> SUPPLIED INFORMATION:
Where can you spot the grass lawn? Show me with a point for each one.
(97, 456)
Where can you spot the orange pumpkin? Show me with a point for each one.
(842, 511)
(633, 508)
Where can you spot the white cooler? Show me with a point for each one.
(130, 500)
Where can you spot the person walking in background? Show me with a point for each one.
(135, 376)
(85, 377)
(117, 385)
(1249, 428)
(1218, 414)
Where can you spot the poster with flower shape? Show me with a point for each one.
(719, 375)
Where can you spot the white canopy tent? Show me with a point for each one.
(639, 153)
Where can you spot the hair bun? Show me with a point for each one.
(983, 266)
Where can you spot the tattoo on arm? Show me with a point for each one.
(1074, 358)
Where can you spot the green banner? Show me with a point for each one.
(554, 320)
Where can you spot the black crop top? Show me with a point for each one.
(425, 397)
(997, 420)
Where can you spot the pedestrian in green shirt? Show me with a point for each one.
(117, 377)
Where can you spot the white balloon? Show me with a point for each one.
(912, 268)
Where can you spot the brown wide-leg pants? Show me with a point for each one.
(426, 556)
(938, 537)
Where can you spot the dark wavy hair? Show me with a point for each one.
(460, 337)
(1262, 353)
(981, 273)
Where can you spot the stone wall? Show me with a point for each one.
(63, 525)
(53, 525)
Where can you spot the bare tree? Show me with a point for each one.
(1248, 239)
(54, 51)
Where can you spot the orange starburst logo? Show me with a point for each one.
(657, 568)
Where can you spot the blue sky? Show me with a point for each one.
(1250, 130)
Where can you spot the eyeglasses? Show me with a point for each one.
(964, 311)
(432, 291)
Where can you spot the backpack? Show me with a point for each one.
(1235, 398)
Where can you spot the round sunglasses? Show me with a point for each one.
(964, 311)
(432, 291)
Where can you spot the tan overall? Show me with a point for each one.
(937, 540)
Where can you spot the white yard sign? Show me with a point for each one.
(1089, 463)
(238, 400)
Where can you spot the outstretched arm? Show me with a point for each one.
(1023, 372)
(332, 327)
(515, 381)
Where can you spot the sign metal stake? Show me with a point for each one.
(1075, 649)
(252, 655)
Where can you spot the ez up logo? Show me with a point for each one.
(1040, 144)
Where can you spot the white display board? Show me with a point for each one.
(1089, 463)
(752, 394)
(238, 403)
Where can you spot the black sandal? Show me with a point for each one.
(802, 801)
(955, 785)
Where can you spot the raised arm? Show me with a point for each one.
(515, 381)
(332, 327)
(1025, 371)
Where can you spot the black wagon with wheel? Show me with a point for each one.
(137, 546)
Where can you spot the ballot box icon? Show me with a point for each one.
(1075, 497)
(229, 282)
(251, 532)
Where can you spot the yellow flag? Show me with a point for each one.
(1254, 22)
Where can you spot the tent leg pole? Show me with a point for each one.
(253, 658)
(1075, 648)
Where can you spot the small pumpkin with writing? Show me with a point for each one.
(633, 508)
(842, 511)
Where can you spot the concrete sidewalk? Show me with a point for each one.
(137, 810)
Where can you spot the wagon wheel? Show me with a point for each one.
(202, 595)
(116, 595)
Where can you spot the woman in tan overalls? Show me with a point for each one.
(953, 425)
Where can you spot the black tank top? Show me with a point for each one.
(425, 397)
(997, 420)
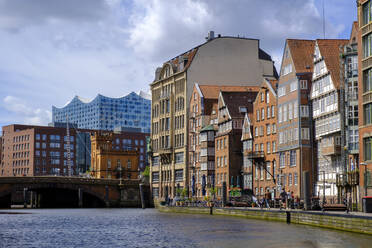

> EXERCISE PROMPT: Rewrite the records starting at the line containing "Where can you spot the raised" and ending at the end of the records, changing "wagon" to "cart" and keeping everything else the same. Leave the pictures out of your answer.

> TASK RESULT:
Where can you spot the raised arm? Show me with a point for each one.
(515, 381)
(332, 327)
(1025, 371)
Where can you spot the black cart with wheel? Show me with a point for each one.
(137, 546)
Where can you spot the ballot box icon? Show me with a point for each one.
(1075, 497)
(229, 282)
(251, 532)
Where can you spot the yellow flag? Show me with a point for each one.
(1254, 22)
Where can you spot the tent leg pole? Show me with a point for each one.
(253, 658)
(1075, 648)
Where can you spot the small pumpkin with writing? Show me with a point for each one.
(633, 508)
(842, 511)
Where can you spot the concrete sidewalk? Show me with a point for each one.
(137, 810)
Where can you spot the cart wheel? Show me with a point for each one.
(202, 595)
(116, 595)
Where can you spot the woman in tan overalls? Show me with a point for each one.
(953, 425)
Where can you spot the black tank top? Show me with a point for each one.
(425, 397)
(997, 420)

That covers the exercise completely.